Wow, that looked like a good block to me. And what a play attacking Yao last time down the court.


----------



## B-Roy

Rudy has half of Spain's assists.


----------



## Miksaid

Wow China giving their best 2000 Portland WCF impression.


----------



## c_note

Wat a finish


----------



## mgb

Rudy!!


----------



## c_note

Lol Rudy thinks hes playing volleyball or something...


----------



## LameR

Suck it Yao!


----------



## PorterIn2004

ehizzy3 said:


> they said last night that there is no set lineup and the coach switches it around...thats why calderon didn't start



Thanks! That's interesting.


----------



## mrkorb

Rudy! Scores and takes the foul!


----------



## OdenRoyLMA2

Rudy And 1!


----------



## Jayps15

Nice play! attack the rim, get Yao in foul trouble, and get the basket +1.


Nice tip in.


----------



## Ptrailblazersfan

Ricky Rubio....you do not pass in front of Yao Ming's face.


----------



## J~Rush

Rudy can't be stopped. . . unless he misses


----------



## mrkorb

Fricking awesome Rudy.


----------



## OdenRoyLMA2

Rudy! rudy!


----------



## mgb

Miksaid said:


> Wow China giving their best 2000 Portland WCF impression.


Alright, you are about to be banned! 

Look at Rudy with the put back!


----------



## J~Rush

nice tip


----------



## B-Roy

Rudy coming alive!


----------



## mgb

They took Rudy out??


----------



## OdenRoyLMA2

Get Rudy in!


----------



## mrkorb

And out goes Rudy.


----------



## Xericx

Gasol and Rudy out of the game with 2 minutes, 3 point game? WTF?


----------



## LameR

If Rudy doesn't end up back in for Navarro...I don't even know man.


----------



## Jayps15

I respect the hell out of Aito Garcia... but what the F*** is he thinking subbing out Pau and Rudy with 2:30ish left in a three point game!


----------



## J~Rush

Did he foul out?


----------



## yuyuza1

Who the hell is this idiot? Taking out Pau and Rudy at the same time?


----------



## PorterIn2004

Wow, why pull Fernandez for the last minute?!

**Prompt 1**
Answer these about the basketball thread:
(a) What share of Spain's assists does B-Roy say Rudy has?
(b) In the post PorterIn2004 quotes from ehizzy3, why didn't Calderon start?
(c) Which two players does Jayps15 object to being subbed out with 2:30ish left?
**Prompt 2**
Write the next posts in the basketball thread, following on from its last post.
The records that come next are separate material, unrelated to the basketball thread.

**Stored records**

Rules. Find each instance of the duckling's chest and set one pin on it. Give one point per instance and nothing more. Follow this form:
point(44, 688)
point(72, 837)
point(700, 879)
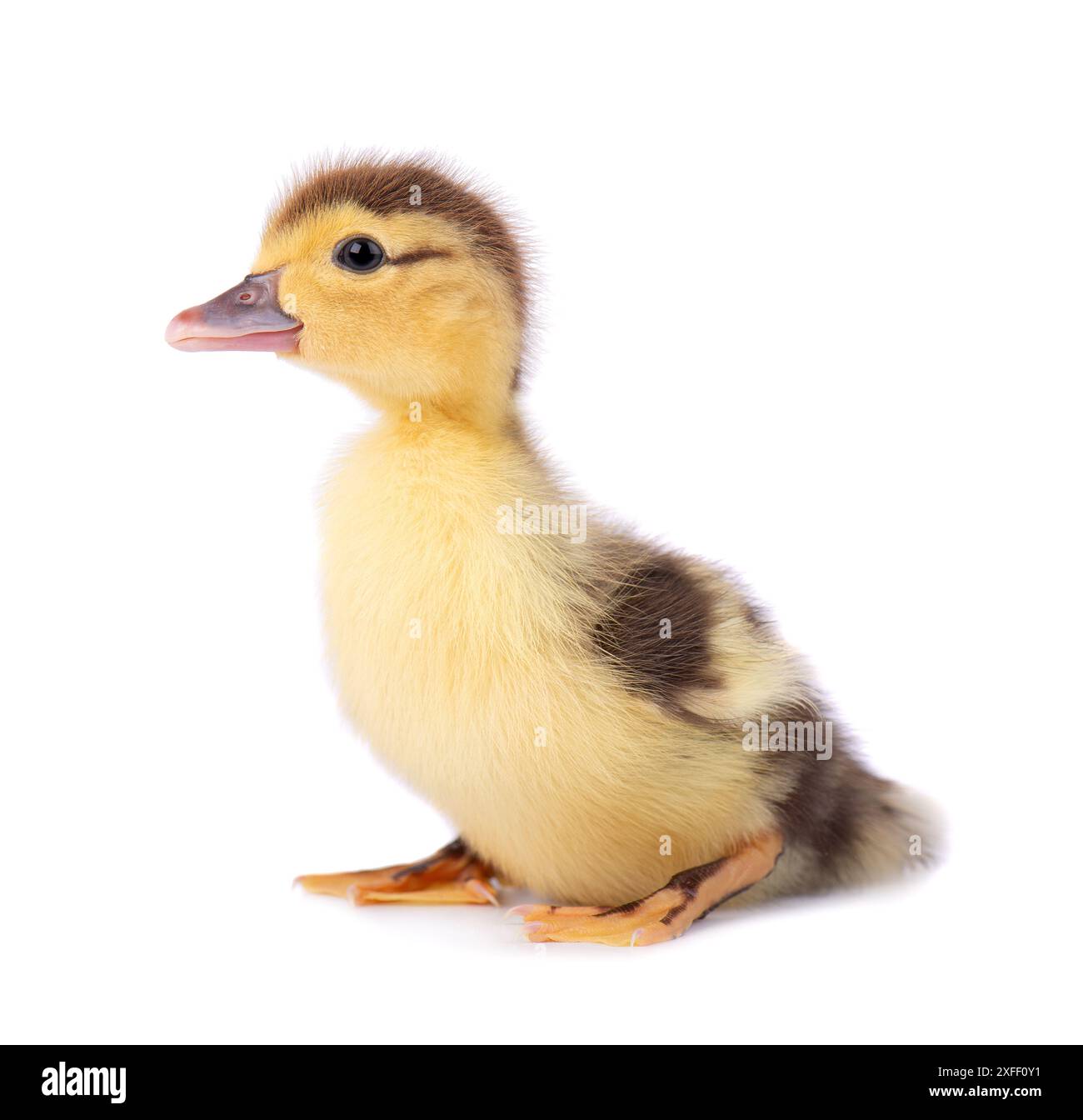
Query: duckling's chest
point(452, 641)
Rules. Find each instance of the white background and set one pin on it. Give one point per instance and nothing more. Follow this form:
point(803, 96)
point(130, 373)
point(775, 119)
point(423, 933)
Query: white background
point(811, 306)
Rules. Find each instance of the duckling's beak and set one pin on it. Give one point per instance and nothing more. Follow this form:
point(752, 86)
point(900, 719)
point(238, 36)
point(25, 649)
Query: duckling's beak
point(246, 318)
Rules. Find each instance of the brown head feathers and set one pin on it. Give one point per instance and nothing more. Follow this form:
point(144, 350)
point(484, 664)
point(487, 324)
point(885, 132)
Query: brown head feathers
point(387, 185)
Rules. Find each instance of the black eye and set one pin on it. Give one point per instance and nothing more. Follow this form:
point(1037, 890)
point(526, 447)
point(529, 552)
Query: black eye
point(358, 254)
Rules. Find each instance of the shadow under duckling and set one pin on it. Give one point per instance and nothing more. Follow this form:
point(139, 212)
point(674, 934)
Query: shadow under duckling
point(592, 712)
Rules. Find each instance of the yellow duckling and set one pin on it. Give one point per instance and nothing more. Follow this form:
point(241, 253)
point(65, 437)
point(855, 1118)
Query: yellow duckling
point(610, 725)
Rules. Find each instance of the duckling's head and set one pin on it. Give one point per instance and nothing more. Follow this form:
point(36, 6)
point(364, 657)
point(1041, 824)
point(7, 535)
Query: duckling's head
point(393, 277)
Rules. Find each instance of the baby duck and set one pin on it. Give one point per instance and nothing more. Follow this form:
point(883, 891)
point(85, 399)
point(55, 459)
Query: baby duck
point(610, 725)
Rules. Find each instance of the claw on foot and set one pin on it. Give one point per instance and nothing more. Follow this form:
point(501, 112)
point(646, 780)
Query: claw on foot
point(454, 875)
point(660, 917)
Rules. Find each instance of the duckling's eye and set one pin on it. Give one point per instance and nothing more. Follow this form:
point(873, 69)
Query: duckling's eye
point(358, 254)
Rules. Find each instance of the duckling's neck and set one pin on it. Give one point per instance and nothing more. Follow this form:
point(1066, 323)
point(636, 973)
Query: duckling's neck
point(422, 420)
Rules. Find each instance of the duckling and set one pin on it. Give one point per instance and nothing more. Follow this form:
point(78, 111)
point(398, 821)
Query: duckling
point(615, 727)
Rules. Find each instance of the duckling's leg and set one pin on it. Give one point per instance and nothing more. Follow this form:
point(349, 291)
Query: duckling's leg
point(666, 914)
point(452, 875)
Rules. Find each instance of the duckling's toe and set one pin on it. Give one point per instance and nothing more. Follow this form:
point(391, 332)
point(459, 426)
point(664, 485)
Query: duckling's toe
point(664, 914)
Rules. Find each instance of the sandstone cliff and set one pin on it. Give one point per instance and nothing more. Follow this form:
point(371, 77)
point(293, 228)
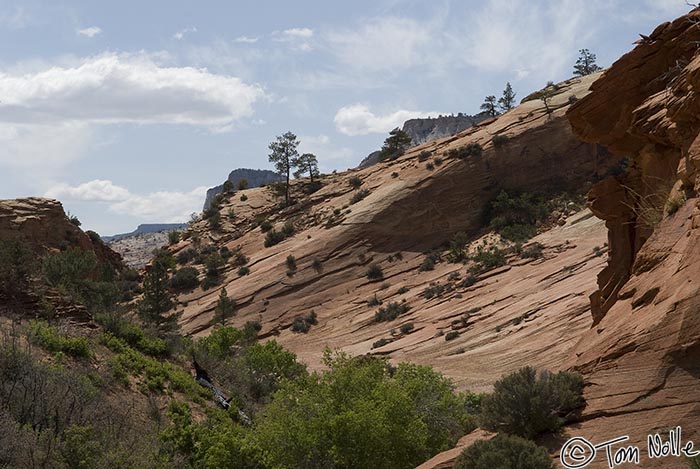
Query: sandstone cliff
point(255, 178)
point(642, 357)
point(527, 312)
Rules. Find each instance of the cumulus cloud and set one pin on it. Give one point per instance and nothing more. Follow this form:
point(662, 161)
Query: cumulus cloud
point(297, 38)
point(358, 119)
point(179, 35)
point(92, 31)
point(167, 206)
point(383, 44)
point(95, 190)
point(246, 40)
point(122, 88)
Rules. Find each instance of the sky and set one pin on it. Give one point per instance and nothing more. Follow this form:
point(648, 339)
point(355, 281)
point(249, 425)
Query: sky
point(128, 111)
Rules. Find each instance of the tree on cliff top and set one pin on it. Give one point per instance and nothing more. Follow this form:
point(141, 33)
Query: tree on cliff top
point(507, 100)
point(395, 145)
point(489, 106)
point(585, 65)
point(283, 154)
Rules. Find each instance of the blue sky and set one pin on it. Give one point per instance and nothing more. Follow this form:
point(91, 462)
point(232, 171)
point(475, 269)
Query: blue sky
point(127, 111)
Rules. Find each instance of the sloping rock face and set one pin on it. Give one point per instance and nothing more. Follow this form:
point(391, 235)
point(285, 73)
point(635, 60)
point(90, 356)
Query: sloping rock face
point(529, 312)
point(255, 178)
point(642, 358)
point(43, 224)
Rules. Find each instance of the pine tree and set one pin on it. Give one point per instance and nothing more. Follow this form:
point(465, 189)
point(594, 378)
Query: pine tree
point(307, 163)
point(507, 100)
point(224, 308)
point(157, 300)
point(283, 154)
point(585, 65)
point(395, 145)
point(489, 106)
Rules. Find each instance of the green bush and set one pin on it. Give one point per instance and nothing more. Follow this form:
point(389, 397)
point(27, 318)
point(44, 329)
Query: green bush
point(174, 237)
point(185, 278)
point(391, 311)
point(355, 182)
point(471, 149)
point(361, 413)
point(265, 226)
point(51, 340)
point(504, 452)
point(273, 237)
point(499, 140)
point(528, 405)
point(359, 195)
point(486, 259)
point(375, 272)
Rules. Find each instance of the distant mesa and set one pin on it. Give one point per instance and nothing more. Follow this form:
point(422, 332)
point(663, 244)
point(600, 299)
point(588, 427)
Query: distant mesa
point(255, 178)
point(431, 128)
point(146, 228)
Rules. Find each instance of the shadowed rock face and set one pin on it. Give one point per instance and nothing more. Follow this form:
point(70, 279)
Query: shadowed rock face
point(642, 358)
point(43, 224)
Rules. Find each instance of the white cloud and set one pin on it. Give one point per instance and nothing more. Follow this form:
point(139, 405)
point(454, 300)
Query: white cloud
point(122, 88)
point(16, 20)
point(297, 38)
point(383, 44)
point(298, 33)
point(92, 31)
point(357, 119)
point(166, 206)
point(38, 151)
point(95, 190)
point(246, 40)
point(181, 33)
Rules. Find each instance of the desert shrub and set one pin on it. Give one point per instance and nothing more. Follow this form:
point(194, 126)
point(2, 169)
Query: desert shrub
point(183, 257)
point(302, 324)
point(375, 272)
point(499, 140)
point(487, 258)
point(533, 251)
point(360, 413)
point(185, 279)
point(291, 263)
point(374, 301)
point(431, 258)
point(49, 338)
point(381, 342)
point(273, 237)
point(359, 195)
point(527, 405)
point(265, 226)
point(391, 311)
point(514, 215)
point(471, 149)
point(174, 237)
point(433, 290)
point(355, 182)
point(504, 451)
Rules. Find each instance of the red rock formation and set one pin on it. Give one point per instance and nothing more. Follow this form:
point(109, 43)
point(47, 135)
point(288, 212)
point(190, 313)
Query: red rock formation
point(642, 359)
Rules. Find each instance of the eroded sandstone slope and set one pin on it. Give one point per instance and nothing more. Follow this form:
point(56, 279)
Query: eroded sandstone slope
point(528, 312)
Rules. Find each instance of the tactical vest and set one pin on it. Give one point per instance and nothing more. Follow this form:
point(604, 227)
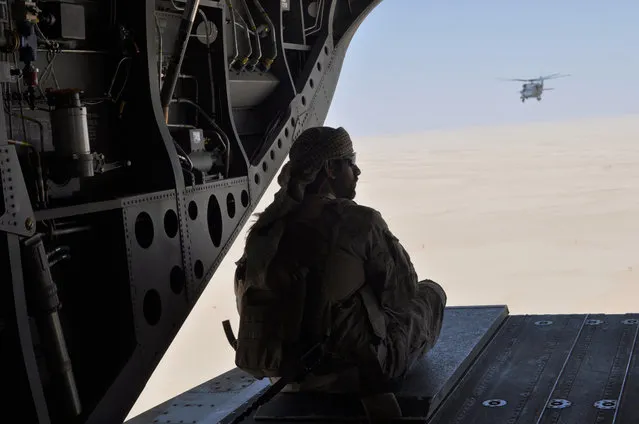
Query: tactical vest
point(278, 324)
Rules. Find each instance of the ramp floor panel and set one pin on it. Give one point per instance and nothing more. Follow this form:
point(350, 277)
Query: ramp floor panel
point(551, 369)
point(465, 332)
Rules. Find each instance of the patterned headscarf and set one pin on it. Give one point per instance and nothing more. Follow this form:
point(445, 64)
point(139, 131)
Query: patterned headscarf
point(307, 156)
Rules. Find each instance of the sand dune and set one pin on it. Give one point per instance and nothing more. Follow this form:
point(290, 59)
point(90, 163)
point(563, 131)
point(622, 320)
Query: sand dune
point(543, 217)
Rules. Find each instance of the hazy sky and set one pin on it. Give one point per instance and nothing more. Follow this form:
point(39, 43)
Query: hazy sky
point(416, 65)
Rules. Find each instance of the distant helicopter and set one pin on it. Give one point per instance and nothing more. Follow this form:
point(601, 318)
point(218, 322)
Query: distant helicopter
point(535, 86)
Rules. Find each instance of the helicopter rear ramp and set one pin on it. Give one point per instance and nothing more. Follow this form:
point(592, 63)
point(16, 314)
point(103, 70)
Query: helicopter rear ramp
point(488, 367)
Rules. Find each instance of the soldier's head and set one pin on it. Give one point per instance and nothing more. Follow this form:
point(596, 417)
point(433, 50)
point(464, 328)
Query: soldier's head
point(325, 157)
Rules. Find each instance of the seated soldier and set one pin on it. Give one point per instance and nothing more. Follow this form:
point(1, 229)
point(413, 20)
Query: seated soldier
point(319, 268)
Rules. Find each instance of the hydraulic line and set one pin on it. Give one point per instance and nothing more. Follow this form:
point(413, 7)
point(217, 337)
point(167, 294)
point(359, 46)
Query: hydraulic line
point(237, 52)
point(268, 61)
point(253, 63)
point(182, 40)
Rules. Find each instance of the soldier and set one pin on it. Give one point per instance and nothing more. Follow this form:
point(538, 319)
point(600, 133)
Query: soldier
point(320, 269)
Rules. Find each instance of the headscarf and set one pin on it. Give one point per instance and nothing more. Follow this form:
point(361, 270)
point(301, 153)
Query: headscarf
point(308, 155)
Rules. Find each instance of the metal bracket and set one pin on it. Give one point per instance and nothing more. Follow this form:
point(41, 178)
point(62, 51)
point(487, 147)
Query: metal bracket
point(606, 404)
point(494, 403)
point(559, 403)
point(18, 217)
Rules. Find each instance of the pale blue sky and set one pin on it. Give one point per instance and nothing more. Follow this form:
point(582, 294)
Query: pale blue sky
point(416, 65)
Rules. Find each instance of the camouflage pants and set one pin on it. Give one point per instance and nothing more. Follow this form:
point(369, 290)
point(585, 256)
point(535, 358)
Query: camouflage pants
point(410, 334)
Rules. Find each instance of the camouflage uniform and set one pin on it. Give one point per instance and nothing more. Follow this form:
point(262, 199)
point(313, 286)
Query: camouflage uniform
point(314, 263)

**Answer 1**
(a) Half.
(b) There is no set lineup, and the coach switches it around.
(c) Pau and Rudy.

**Answer 2**
----------



## B-Roy

Oh god, please don't end this with JCN.


----------



## Xericx

Jcn Ftw!


----------



## LameR

Shut me up...touche Mr. Navarro.


----------



## LameR

Yet Navarro still insists on shooting off-balance hook-shots?


----------



## B-Roy

****ing JCN.


----------



## mrkorb

They took Rudy out right after he fouled the guy, so maybe foul trouble? They can still sub him back in after any basket, so it might be a brief rest for him as well before ending with him on the floor.


----------



## ehizzy3

if navarro wasn't a spain legend he would be in the game...but this game is intense to bad i was stupid and didn't realize its on tv till under 2 mins to go


----------



## J~Rush

Juan Carlos Jack ftw!


----------



## mrkorb

And there he is back in again.


----------



## B-Roy

mrkorb said:


> They took Rudy out right after he fouled the guy, so maybe foul trouble? They can still sub him back in after any basket, so it might be a brief rest for him as well before ending with him on the floor.


He only has 3 fouls.


----------



## Xericx

that was NASTY. haha

Marc Gasol FTW!


----------



## OdenRoyLMA2

Marc, nice.


----------



## ehizzy3

marc, lucky


----------



## LameR

And Marc Gasol takes the shot to tie it? Wow.


----------



## B-Roy

Wow, JCN trying to play hero and failing.


----------



## J~Rush

Hope. . . and a prayer


----------



## Miksaid

Nice lucky shot by the Geico caveman!


----------



## OdenRoyLMA2

Bs!


----------



## Jayps15

What a flop...


----------



## yuyuza1

I can't believe I'm staying up past 3:30 for this game.


----------



## J~Rush

The final countdown music


----------



## LameR

He's been shot!

Look at the users watching this.


----------



## Xericx

Ricky Rubio FTW!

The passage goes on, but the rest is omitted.